_TASK INSTRUCTIONS_: Please count the lines in the records below that contain the string "stone". Give only the number.
──────── GIVEN INFORMATION ────────
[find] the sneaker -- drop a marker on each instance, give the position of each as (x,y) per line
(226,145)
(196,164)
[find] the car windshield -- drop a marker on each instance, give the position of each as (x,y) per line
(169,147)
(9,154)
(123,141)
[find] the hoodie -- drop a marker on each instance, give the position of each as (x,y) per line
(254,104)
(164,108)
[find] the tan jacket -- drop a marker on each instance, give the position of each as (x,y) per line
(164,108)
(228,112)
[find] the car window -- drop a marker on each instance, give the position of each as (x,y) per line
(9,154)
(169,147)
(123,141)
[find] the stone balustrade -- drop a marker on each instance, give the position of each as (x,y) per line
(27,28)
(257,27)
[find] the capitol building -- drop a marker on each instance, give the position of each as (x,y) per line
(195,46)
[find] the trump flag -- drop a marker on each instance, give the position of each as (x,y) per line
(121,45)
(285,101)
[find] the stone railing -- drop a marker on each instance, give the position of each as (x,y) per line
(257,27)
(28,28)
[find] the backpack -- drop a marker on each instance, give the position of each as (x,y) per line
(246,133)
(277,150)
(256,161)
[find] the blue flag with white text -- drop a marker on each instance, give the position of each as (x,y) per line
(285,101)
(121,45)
────────
──────── GIVEN INFORMATION ────────
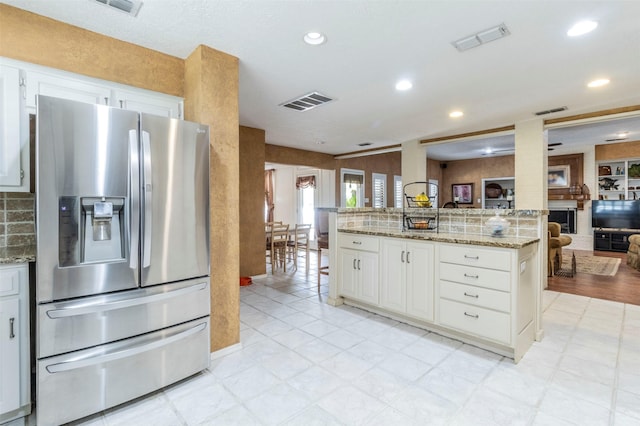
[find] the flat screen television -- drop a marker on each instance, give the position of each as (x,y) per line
────────
──────── GIVEN INFORMATION ────────
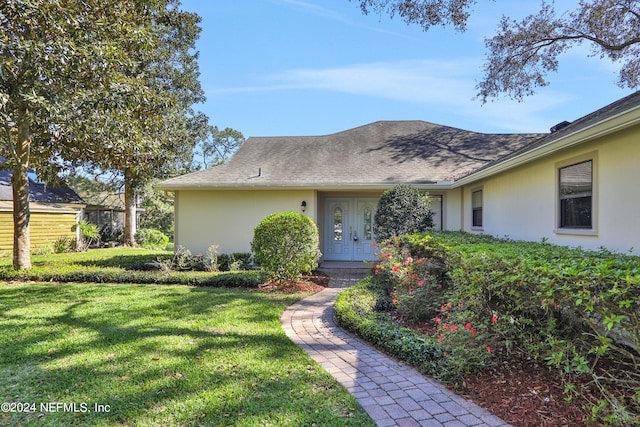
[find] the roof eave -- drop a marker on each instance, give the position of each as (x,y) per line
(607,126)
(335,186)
────────
_WRITTEN SOLUTION_: 2